== Written request ==
Write out the lines from the start of the records up to and including the line containing "[175,120,203,146]" as a numbered list, leaving out any blank lines.

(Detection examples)

····················

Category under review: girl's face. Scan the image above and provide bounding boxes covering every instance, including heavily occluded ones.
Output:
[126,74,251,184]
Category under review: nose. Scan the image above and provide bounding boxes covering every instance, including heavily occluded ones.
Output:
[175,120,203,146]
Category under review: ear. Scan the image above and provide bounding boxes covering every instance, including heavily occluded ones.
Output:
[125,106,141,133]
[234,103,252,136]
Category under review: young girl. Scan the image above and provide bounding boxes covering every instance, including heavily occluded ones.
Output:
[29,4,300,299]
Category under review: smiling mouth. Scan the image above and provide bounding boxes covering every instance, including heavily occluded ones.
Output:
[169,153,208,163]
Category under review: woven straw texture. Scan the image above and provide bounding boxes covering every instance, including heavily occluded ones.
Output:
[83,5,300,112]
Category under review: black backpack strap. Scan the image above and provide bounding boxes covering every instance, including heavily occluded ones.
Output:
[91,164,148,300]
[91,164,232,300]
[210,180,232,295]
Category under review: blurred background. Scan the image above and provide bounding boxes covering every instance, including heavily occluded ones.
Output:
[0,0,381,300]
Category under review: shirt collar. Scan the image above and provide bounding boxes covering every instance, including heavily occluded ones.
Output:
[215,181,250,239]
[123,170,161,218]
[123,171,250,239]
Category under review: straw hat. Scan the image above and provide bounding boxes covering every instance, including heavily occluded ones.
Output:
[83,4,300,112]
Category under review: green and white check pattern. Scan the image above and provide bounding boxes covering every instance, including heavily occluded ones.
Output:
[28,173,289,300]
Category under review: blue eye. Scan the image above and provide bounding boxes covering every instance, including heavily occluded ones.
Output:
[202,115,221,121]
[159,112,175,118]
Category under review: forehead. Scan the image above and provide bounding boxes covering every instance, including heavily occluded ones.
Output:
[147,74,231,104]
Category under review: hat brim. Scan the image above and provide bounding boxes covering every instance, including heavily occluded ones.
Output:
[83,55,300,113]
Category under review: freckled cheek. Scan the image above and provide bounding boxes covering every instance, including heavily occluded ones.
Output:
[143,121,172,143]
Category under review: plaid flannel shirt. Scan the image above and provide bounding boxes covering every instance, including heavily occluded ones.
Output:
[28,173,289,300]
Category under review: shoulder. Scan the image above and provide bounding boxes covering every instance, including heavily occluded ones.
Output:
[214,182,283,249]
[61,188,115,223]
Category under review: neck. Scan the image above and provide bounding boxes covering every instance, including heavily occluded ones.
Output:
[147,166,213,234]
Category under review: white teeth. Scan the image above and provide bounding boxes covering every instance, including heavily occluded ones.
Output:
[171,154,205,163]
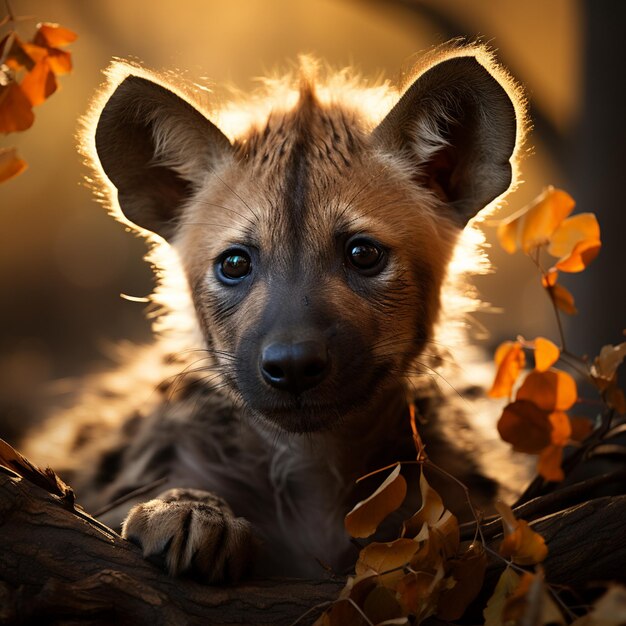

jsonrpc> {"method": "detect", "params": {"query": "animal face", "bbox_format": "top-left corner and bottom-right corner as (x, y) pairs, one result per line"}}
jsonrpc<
(91, 50), (516, 432)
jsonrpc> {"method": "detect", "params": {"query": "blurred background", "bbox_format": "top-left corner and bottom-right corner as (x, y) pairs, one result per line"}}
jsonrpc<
(0, 0), (626, 439)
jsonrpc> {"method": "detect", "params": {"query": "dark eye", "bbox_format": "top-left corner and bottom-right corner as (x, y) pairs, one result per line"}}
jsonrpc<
(346, 236), (385, 275)
(216, 250), (252, 284)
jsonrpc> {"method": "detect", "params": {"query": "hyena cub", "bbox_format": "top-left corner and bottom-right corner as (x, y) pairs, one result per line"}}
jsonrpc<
(26, 48), (520, 582)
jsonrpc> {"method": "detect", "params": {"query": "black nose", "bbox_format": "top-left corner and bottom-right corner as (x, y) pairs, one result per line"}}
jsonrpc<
(261, 340), (329, 394)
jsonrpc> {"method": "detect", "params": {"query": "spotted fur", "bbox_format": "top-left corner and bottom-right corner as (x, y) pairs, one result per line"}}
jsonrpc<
(26, 47), (523, 582)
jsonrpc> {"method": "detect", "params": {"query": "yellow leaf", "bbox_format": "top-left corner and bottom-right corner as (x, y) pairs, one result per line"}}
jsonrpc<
(498, 186), (575, 253)
(516, 369), (578, 411)
(355, 539), (420, 586)
(34, 22), (78, 48)
(0, 148), (28, 183)
(496, 502), (548, 565)
(344, 463), (406, 538)
(533, 337), (561, 372)
(488, 341), (526, 398)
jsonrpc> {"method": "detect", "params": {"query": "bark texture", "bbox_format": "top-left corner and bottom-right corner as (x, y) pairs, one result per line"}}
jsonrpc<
(0, 467), (626, 626)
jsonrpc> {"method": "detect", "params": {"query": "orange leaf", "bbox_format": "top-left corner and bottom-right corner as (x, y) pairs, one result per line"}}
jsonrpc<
(496, 502), (548, 565)
(551, 284), (578, 315)
(537, 445), (565, 483)
(344, 463), (406, 538)
(355, 539), (420, 585)
(591, 342), (626, 381)
(605, 384), (626, 415)
(556, 239), (602, 273)
(43, 48), (72, 76)
(569, 417), (593, 441)
(488, 341), (526, 398)
(533, 337), (561, 372)
(33, 22), (78, 48)
(402, 471), (446, 537)
(0, 32), (35, 71)
(498, 186), (575, 252)
(0, 83), (35, 133)
(498, 400), (552, 454)
(516, 370), (578, 411)
(21, 59), (58, 106)
(0, 148), (28, 183)
(548, 213), (600, 258)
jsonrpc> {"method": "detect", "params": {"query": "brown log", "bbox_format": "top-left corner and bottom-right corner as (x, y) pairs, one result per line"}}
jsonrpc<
(0, 467), (626, 626)
(0, 467), (343, 626)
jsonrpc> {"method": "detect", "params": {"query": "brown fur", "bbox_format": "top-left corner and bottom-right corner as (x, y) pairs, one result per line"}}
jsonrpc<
(23, 48), (523, 582)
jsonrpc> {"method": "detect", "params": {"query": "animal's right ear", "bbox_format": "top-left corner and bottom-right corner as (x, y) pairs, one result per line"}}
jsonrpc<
(96, 76), (232, 239)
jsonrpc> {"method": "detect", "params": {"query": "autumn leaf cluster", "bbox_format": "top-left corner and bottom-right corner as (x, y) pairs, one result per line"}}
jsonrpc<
(0, 16), (77, 182)
(489, 187), (626, 481)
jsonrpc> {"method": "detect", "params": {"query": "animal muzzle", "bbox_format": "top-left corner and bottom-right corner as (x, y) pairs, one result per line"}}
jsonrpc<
(259, 336), (330, 395)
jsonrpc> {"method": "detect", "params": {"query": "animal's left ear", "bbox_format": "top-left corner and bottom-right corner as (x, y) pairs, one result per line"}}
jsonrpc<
(374, 56), (517, 224)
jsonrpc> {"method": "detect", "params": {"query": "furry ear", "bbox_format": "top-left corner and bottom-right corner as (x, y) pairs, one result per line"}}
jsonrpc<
(95, 76), (231, 239)
(374, 56), (517, 224)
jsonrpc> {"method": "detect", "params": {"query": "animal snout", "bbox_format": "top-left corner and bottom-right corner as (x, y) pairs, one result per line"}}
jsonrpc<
(260, 340), (330, 394)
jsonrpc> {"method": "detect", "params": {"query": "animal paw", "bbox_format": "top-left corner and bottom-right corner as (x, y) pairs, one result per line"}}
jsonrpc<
(122, 489), (254, 583)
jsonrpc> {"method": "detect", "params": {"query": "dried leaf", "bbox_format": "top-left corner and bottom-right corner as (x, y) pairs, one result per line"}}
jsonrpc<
(496, 502), (548, 565)
(437, 543), (487, 622)
(498, 400), (552, 454)
(355, 539), (420, 587)
(47, 48), (72, 76)
(548, 213), (602, 272)
(572, 584), (626, 626)
(363, 585), (404, 624)
(537, 445), (565, 483)
(498, 186), (575, 253)
(516, 369), (578, 411)
(533, 337), (561, 372)
(396, 567), (446, 624)
(21, 58), (58, 106)
(344, 463), (406, 538)
(0, 148), (28, 183)
(483, 567), (520, 626)
(569, 417), (593, 441)
(33, 22), (78, 48)
(591, 342), (626, 381)
(488, 341), (526, 398)
(0, 83), (35, 133)
(502, 571), (565, 626)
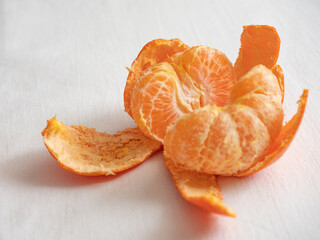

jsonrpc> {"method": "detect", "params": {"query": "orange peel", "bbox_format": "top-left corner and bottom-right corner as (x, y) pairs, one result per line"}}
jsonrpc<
(165, 158), (236, 217)
(41, 117), (161, 176)
(123, 38), (189, 117)
(235, 89), (309, 177)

····················

== Task result ==
1. Category under review: girl's face. Scan the image above and provide bounding boxes covering every instance, including heavily occluded ones.
2. Output:
3. [126,74,251,184]
4. Category under review: nose. Scan the image above and provide bounding boxes covering every instance, including heavily occluded ones.
5. Output:
6. [175,120,203,146]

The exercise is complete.